- TEXT
Aging in Place: Panel: Formal and Informal Supports

Ruven Liebhaber, moderator, Robert Cowherd, moderator, David Hornick, Jean Mason, Maura Parente, Vera Prosper, Dana Snyder-Grant, Steven Stadler, Karen Sternfeld

Panelists examine the advantages and challenges of aging-in-place in cohousing drawing upon their own wealth of experience and that of audience participants. Panelists discuss designs that have been successful in supporting the aging-in process as well as designs that have been unsupportive. They will suggest corrective / preventive strategies that have proven successful and analyze interventions that have failed. The goal is to identify and develop take-away strategies that others may utilize for planning new communities as well as retooling existing communities.

Ruven Liebhaber is a project development advisor, master planner, architect, group process facilitator, author, teacher and inventor. His dynamic thirty-year career path spans a broad spectrum of professional endeavors. He has completed public policy studies, senior living campus development projects and a variety of building designs. Starting in the late 1990's he has facilitated 2020 LifeVision group empowerment trainings for community planning and advance care directives.

Robert Cowherd, PhD, Associate Professor of Architecture at the Wentworth Institute of Technology, is one of the original residents of the Cambridge Cohousing. For the last decade he has been active in addressing the ongoing design and construction issues of the community, including retrofitting facilities for aging in place. He has participated in several thesis projects focusing on cohousing design, and published extensively on the role of space and culture in social communities internationally.

David Hornick is a physician who specializes in providing medical care to people of all ages who are homebound in New York’s Capital District. He has also directed a project to renovate senior apartments utilizing universal design technology. He is interested in cohousing as a partial solution for housing the rapidly increasing numbers of aging Baby-boomers. He is a graduate of Cornell University, The University of Pennsylvania School of Medicine, and the SUNY at Albany School of Public Health.

Jean K. Mason is a retired clinical psychologist who developed programs for women living alone (SHARE). She was teaching “Shared Housing” at the Boston Architectural Center when the term “cohousing” was brought to America. She and her husband, Ed Mason, were instrumental in founding Cambridge Cohousing where Ed died in 2007 surrounded by loved and loving family and friends. Jean served on the Board of Equal Exchange, the oldest and largest for-profit “fair trade” company in the US. She is the author of Intimate Tyranny (forthcoming). Her next book is an account of life in cohousing.

- RECORDED INFORMATION
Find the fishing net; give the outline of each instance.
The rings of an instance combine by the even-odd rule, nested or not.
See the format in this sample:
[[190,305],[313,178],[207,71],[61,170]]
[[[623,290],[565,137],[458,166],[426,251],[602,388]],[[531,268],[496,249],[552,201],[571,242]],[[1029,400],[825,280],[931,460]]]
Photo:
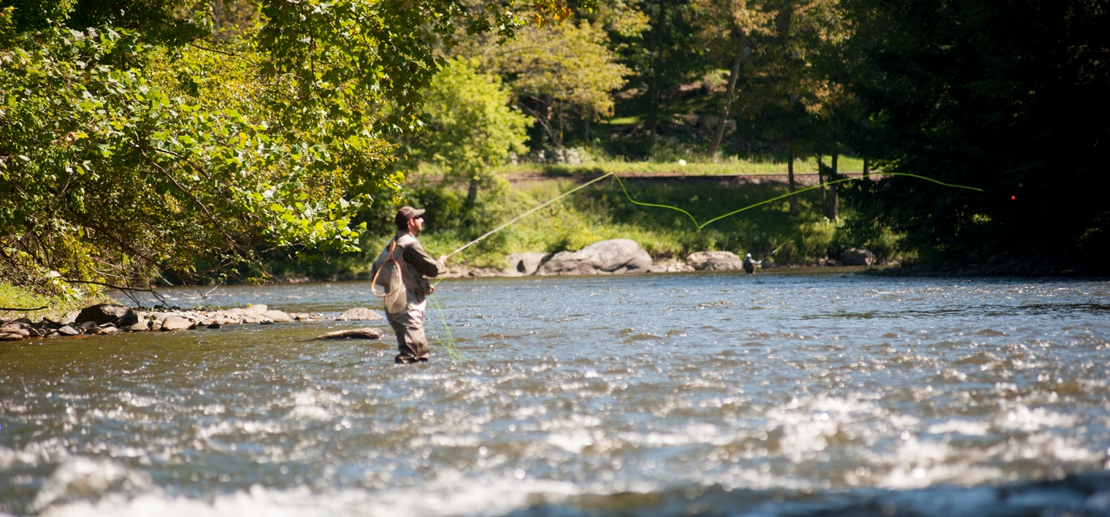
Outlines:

- QUESTIONS ON THE MATERIAL
1) What are all the professional roles that the aging-in-place panel text lists for Ruven Liebhaber in its opening sentence about him?
2) In the aging-in-place panel text, give again the part that opens with the words "Aging in Place: Panel: Formal" and closes with "retooling existing communities.", swapping "strategies" for "approaches".
3) Carry on the aging-in-place panel text from its last sentence.

- YOUR WRITTEN ANSWERS
1) project development advisor, master planner, architect, group process facilitator, author, teacher, inventor

2)
Aging in Place: Panel: Formal and Informal Supports

Ruven Liebhaber, moderator, Robert Cowherd, moderator, David Hornick, Jean Mason, Maura Parente, Vera Prosper, Dana Snyder-Grant, Steven Stadler, Karen Sternfeld

Panelists examine the advantages and challenges of aging-in-place in cohousing drawing upon their own wealth of experience and that of audience participants. Panelists discuss designs that have been successful in supporting the aging-in process as well as designs that have been unsupportive. They will suggest corrective / preventive approaches that have proven successful and analyze interventions that have failed. The goal is to identify and develop take-away approaches that others may utilize for planning new communities as well as retooling existing communities.

3)
Maura Parente is the Coordinator of the Institute for Human Centered Design in Boston, an international educational non-profit organization committed to advancing the role of design in expanding opportunity and enhancing experience for people of all ages and abilities. At the Institute, Maura works with the international design community to generate awareness about human-centered design. Maura has a Masters Degree of Industrial Design from Pratt Institute and specialized in designing products for the health care industry.

Vera Prosper, PhD, is a senior policy analyst for the New York State Office for the Aging and an Adjunct Professor of Public Policy in Gerontology at the University at Albany, NY. Her experience over 22 years includes research, publications, policy analysis, and program development in senior housing alternatives, the living environment preferences of older people, housing and services integration, implications of demographic change, universal design, informal caregiving, outcomes measurement, and intergenerational programming.

Dana Snyder-Grant is a writer and psychotherapist, specializing in chronic illness and disability. She received her Masters Degree from Simmons College School of Social Work in 1986, after being diagnosed with multiple sclerosis in 1981. Dana is the author of Just Like Life, Only More So and Other Stories of Illness (2006), which includes tales of cohousing. She and her husband live at New View Cohousing in Acton, Massachusetts.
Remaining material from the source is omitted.